Requisitos del ejercicio:
a – Repite tal cual el fragmento del texto sobre Pasolini que empieza con las palabras "Dos ideas básicas" y termina con "narración, al relato.".
b – Traduce al inglés esta oración del texto sobre Pasolini: «La otra idea se centraría en su defensa apasionada del “cine de poesía”, entendiendo como tal el que privilegia el estilo frente a un “cine de prosa”, donde el protagonismo corresponde a la narración, al relato.»

Dos ideas básicas considero que contribuyen de forma decisiva a que Pasolini trascienda tal noción de realismo: un sentido de la espiritualidad, “cuasi” religiosa, que se expresa en el destino de personajes como el hijo de Mamma Roma o, por supuesto, el Cristo de El Evangelio según Mateo (que la censura española santificó en el título), así como en su frecuente utilización de música sacra para acompañar imágenes descarnadas. La otra idea se centraría en su defensa apasionada del “cine de poesía”, entendiendo como tal el que privilegia el estilo frente a un “cine de prosa”, donde el protagonismo corresponde a la narración, al relato.

Material mostrado:
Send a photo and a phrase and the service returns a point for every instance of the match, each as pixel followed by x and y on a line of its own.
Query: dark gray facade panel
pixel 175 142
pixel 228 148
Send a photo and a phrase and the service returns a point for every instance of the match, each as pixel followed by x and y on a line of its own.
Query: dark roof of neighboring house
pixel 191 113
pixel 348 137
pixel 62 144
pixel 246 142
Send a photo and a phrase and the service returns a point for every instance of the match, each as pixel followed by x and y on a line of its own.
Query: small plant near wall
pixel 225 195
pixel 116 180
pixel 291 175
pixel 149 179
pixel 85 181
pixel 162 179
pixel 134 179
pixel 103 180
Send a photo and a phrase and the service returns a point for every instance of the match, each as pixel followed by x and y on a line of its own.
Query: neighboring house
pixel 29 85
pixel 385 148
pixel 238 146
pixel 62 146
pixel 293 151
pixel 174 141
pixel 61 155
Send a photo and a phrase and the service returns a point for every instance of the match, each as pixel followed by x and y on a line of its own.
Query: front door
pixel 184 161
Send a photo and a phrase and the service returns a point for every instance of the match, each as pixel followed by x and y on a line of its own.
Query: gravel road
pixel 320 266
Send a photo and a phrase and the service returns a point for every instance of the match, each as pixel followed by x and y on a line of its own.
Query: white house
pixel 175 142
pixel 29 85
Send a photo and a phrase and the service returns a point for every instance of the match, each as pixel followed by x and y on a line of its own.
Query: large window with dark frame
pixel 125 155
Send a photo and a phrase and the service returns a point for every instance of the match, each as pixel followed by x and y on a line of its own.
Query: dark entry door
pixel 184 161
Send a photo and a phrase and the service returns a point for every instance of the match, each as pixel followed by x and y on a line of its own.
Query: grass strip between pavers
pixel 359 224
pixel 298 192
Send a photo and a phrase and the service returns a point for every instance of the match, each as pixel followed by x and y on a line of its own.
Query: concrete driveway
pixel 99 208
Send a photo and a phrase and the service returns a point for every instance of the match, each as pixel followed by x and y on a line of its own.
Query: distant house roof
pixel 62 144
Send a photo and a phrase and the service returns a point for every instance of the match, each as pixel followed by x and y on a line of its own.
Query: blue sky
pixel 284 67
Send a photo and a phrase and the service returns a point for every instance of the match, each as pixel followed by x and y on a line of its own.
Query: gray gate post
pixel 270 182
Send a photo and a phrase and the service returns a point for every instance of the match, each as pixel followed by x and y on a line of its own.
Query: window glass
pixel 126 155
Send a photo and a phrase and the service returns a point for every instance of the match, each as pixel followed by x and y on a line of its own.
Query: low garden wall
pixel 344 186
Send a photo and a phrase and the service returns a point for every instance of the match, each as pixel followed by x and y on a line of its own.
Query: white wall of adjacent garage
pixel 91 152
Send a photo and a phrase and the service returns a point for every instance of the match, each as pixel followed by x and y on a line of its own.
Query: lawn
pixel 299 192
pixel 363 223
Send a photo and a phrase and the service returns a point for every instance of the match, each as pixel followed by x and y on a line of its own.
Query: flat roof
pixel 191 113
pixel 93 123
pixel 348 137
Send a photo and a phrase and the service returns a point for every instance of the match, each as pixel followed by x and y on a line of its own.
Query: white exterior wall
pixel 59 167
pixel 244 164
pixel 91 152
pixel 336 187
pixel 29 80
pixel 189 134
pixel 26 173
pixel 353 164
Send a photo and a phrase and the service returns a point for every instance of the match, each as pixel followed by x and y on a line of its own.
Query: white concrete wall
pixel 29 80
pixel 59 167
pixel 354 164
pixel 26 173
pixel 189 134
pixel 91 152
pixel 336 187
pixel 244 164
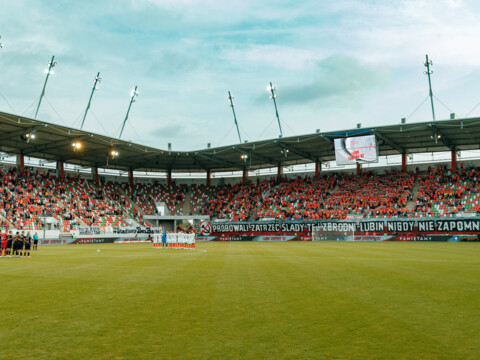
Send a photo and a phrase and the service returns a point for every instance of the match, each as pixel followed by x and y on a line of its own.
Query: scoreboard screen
pixel 358 149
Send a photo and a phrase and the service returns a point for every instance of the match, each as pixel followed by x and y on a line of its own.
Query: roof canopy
pixel 54 142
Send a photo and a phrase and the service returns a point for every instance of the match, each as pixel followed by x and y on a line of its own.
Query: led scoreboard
pixel 358 149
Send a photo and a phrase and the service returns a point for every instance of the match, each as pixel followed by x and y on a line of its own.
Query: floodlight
pixel 273 96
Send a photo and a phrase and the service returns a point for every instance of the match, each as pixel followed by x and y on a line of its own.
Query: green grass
pixel 323 300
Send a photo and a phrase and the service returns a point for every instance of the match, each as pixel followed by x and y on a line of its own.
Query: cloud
pixel 171 63
pixel 337 76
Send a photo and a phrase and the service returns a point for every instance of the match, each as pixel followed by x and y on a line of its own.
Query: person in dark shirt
pixel 27 245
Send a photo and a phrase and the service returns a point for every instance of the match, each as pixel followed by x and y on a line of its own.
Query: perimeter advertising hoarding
pixel 358 149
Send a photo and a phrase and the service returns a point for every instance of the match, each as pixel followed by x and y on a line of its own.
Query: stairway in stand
pixel 187 205
pixel 411 203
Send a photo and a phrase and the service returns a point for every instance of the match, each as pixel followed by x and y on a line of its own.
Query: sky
pixel 333 63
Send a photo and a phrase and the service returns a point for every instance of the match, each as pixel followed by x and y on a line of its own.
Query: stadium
pixel 358 242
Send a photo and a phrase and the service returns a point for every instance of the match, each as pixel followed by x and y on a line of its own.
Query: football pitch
pixel 324 300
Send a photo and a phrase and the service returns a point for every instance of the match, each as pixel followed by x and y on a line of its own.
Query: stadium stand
pixel 26 199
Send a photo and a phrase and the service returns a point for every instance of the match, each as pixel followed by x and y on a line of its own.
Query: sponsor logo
pixel 206 228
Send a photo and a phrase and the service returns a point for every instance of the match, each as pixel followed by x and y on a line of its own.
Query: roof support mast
pixel 272 89
pixel 96 81
pixel 51 65
pixel 132 100
pixel 232 105
pixel 429 63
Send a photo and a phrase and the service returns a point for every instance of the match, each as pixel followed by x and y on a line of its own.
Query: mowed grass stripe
pixel 244 301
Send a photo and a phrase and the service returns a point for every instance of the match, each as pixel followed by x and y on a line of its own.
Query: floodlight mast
pixel 132 100
pixel 51 65
pixel 429 63
pixel 272 89
pixel 96 81
pixel 232 105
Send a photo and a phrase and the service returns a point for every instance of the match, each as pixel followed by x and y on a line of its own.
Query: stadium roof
pixel 53 142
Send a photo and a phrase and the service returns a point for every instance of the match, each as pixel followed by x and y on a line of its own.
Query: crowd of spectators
pixel 443 193
pixel 146 196
pixel 28 198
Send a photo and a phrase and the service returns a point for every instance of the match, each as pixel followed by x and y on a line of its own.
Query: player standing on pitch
pixel 9 243
pixel 3 250
pixel 35 241
pixel 27 244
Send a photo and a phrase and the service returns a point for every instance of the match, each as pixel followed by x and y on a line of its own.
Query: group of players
pixel 17 245
pixel 172 239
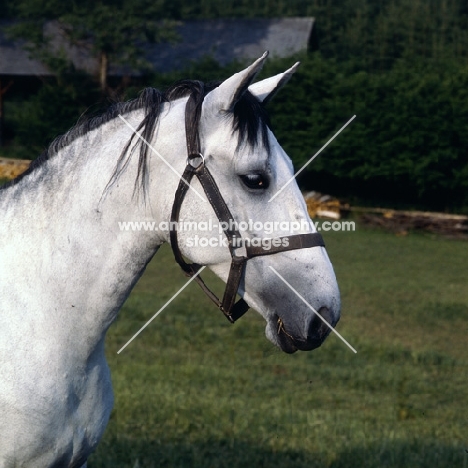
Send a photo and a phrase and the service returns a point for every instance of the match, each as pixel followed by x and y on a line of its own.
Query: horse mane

Respuestas numeradas:
a –
Dos ideas básicas considero que contribuyen de forma decisiva a que Pasolini trascienda tal noción de realismo: un sentido de la espiritualidad, “cuasi” religiosa, que se expresa en el destino de personajes como el hijo de Mamma Roma o, por supuesto, el Cristo de El Evangelio según Mateo (que la censura española santificó en el título), así como en su frecuente utilización de música sacra para acompañar imágenes descarnadas. La otra idea se centraría en su defensa apasionada del “cine de poesía”, entendiendo como tal el que privilegia el estilo frente a un “cine de prosa”, donde el protagonismo corresponde a la narración, al relato.

b – The other idea would center on his passionate defense of "cinema of poetry," understood as the kind that favors style over a "cinema of prose," where the leading role belongs to the narration, to the story.